[Start of Attachment]

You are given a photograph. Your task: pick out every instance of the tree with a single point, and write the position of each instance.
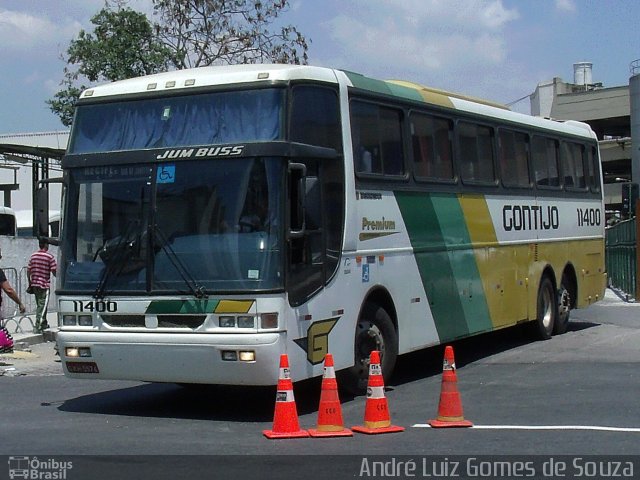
(211, 32)
(123, 45)
(189, 33)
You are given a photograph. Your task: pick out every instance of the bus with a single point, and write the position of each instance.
(25, 223)
(8, 225)
(216, 218)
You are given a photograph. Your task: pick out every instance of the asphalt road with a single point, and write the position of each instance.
(572, 396)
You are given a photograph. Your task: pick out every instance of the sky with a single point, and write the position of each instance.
(494, 49)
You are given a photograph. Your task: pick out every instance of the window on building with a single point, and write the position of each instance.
(476, 153)
(572, 165)
(513, 156)
(544, 157)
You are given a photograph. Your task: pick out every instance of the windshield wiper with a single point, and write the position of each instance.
(197, 290)
(116, 256)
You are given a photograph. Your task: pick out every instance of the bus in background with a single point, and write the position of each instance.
(216, 218)
(8, 225)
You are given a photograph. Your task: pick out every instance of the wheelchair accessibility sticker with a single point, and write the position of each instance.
(365, 273)
(166, 174)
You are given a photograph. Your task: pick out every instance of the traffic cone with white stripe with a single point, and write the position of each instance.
(285, 417)
(330, 422)
(450, 407)
(376, 414)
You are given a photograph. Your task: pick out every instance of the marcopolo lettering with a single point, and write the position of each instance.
(228, 151)
(530, 217)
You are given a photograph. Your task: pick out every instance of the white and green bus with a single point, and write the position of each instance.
(216, 218)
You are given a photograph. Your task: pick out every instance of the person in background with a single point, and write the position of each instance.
(8, 289)
(41, 265)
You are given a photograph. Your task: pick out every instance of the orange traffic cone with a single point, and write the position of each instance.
(376, 413)
(330, 422)
(450, 408)
(285, 417)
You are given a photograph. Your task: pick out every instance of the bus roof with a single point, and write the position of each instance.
(182, 80)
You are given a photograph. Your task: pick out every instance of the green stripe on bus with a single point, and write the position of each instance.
(463, 262)
(449, 274)
(159, 307)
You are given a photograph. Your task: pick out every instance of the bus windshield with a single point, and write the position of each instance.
(186, 227)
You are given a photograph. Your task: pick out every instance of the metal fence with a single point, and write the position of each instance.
(621, 257)
(11, 317)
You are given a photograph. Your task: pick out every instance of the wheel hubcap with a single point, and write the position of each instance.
(368, 338)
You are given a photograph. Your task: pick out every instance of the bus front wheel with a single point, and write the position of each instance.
(547, 309)
(374, 331)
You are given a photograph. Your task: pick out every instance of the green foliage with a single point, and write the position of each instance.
(190, 33)
(123, 45)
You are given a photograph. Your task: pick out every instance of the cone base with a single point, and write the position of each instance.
(345, 432)
(296, 434)
(373, 431)
(450, 423)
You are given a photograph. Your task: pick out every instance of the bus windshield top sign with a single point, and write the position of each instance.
(227, 151)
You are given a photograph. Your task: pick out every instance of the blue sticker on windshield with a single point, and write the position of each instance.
(365, 273)
(166, 174)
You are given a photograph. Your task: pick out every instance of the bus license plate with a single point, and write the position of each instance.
(82, 367)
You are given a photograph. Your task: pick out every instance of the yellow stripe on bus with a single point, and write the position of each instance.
(234, 306)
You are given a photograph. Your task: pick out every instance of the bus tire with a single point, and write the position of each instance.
(546, 310)
(374, 331)
(564, 309)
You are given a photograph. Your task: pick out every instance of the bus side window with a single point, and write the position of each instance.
(544, 156)
(376, 133)
(593, 171)
(476, 153)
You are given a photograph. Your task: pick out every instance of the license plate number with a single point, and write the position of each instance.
(82, 367)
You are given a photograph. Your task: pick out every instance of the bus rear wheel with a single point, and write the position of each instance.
(547, 309)
(564, 309)
(374, 331)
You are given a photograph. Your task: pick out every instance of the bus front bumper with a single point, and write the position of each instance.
(173, 357)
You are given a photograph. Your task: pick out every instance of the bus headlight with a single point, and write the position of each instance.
(227, 321)
(246, 321)
(248, 356)
(269, 320)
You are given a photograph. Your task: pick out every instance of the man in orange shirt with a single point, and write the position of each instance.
(41, 265)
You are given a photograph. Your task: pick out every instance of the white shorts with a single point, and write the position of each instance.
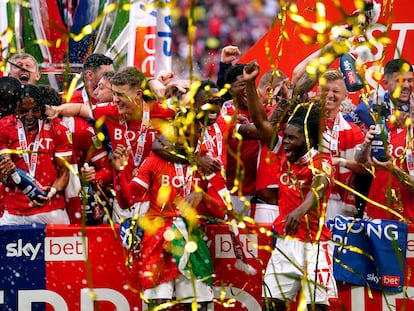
(241, 204)
(182, 289)
(264, 213)
(59, 216)
(285, 273)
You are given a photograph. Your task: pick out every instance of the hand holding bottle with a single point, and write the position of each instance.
(88, 173)
(7, 166)
(26, 183)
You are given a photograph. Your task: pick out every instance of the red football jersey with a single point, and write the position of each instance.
(294, 184)
(127, 133)
(167, 184)
(386, 189)
(54, 141)
(341, 139)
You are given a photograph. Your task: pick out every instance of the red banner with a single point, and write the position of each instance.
(284, 52)
(47, 265)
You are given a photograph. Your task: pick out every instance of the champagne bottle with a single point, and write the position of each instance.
(27, 184)
(379, 143)
(90, 205)
(352, 79)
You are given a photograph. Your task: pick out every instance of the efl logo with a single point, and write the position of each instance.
(391, 280)
(224, 245)
(65, 249)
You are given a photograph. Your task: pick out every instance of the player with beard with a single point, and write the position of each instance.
(131, 118)
(304, 187)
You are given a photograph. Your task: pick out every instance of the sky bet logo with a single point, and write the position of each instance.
(55, 249)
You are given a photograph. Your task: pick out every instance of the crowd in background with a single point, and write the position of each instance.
(233, 22)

[End of Attachment]

# [ABOUT THIS TASK]
Each entry is to be returned as it stands, and each picture is to be left out.

# [RESPONSE TO THIS EXERCISE]
You are given a photograph. Your task: pick out every instance of the tree with a single point, and write the position of each instance.
(211, 32)
(123, 45)
(189, 33)
You are given a photograph. Your task: pick out every instance of the bus with a single point, and write the position of each instance.
(25, 223)
(8, 225)
(216, 218)
You are given a photograph. Your task: pick out every instance of the asphalt road with a single point, and write the position of each instance.
(572, 396)
You are given a photograph. Your task: pick out every instance of the sky with a single point, and write the position of each instance.
(494, 49)
You are given a photograph. Your task: pick out every instance of the window on building with a single point, and write the position of each instance.
(476, 153)
(572, 165)
(513, 156)
(544, 157)
You are given a photograph. Your task: pick out every instance of the windshield wiper with a single point, and write the position of each instance.
(197, 290)
(116, 256)
You are given a photograph. Your task: pick out every instance of the bus in background with a single point, and write the position of each instance.
(216, 218)
(8, 225)
You are given a photograph. Your task: pick out every instance of the wheelchair accessibility sticker with a single point, and write the position of each instance.
(365, 273)
(166, 174)
You are given a photograph. Your task: pick out every instance of the traffic cone with white stripe with a single point, and write the position of each instance.
(285, 417)
(330, 422)
(450, 407)
(376, 414)
You are given a photograph. Your task: pick out every instance of the marcopolo lettering with a single point, and write the position of each instance.
(228, 151)
(530, 217)
You are given a photograph. Your task: pick out every instance of the white and green bus with a single point, and write the position of each instance.
(216, 218)
You are given a photograph. Your task: pick out every instance of the person in background with a single point, and write the position of each instance.
(8, 289)
(41, 265)
You are given a photograph. Your task: pick out every instance of the orange traffic cone with a single point, and write the position of each instance.
(376, 413)
(330, 422)
(450, 408)
(285, 417)
You are given a photograph. Your task: pick out every instance of the bus roof with a single point, and write the position of each instance.
(182, 80)
You are given a photograph. Your task: pick out every instance of the green stripe on bus with a single point, and write the position of each instance.
(463, 262)
(449, 274)
(159, 307)
You are given a photograph. Your task: pick out every instance of the bus windshield with a single point, and write the position of each instance.
(186, 227)
You are given a photograph. Your task: pick out every instance of the metal fence with a single point, and write the position of each instance.
(621, 257)
(11, 317)
You are given a photograph. Your task: pick out every instance of the wheel hubcap with a single point, and write the position of each instance.
(368, 338)
You are given a photograph. Your task: pick out every instance of the bus front wheel with a single point, and write the position of each instance.
(547, 309)
(374, 331)
You are given a photograph. Your task: pick out every instance of the green foliage with a single point, and write the position of each instance.
(190, 33)
(123, 45)
You are given a photograph. Your task: pick out every instance of the cone base with a single point, and write the position of each instance.
(345, 432)
(296, 434)
(373, 431)
(450, 423)
You are given a photograph. Your task: pick out every instance of the bus windshield top sign with a single point, and write the position of each instance.
(227, 151)
You are given a photograph. Your task: pick out every instance of the blue sticker on windshield with a single point, and write the position of each instance.
(365, 273)
(166, 174)
You are given a photograph. Your task: pick out every instance of the bus license plate with a single point, and write the position of each instance.
(82, 367)
You are given a photograph. Your task: pick out every instance of the yellow stripe on bus with a single point, and write the position of each instance.
(234, 306)
You are given a photograph. Your task: pick out every instance of the bus tire with a single point, and write the position of each instance.
(546, 310)
(374, 331)
(564, 309)
You are given a photograph. Your task: pick out every instance of the bus side window with a single point, and write the position of each instance.
(544, 156)
(376, 133)
(593, 171)
(476, 153)
You are given a photograph. Your task: pick out every instance of the license plate number with a single point, and write the position of each instance.
(82, 367)
You are given a photograph. Your task: pick out every instance of the bus rear wheel with a single point, and write the position of each instance.
(547, 309)
(564, 309)
(374, 331)
You are given a photograph. Your task: pick out every instance of the bus front bumper with a single point, and write the position of each instance.
(173, 357)
You are given a photograph. Your task: pick out every instance of the bus headlight with a single point, and write the position of each instance.
(227, 321)
(246, 321)
(248, 356)
(269, 320)
You are given a photograph. Your task: pick out every instance of the man in orange shirt with a single point, and write the position of each instance.
(41, 265)
You are given a photograph. Your task: pick out every instance of the white shorts with a single point, and write the position of each instance.
(241, 204)
(182, 289)
(264, 213)
(59, 216)
(285, 273)
You are given a photograph. Your task: pick out every instance of the hand holding bottle with a single point, and write the position of each instance.
(88, 173)
(7, 166)
(26, 183)
You are given a photograph. Your task: pick out every instance of the red football jersey with a single point, and write the position of each instance.
(294, 184)
(127, 133)
(167, 184)
(386, 189)
(54, 141)
(341, 139)
You are given a photograph. Your task: pick out every instance of the red banner with a single point, and write the position of each instance.
(284, 52)
(47, 265)
You are given a photograph. Your task: pick out every instance of the champagne bottle with a single point, and write the position of each instance.
(27, 184)
(379, 143)
(90, 205)
(352, 79)
You are given a photograph. Your task: pick out every instance of the efl logo with a single point, and write the position of each instance.
(391, 280)
(224, 245)
(65, 249)
You are given a photograph. Your task: pick out every instance of the player with beard with a single point, and write the position of each instance.
(131, 118)
(304, 187)
You are given a photograph. Your task: pick out every instance of the sky bet logo with a single point, and write the position of each instance.
(55, 249)
You are given a photograph. Your task: pick out every instance of the crowd in background with a single point, and write the position of each instance.
(233, 22)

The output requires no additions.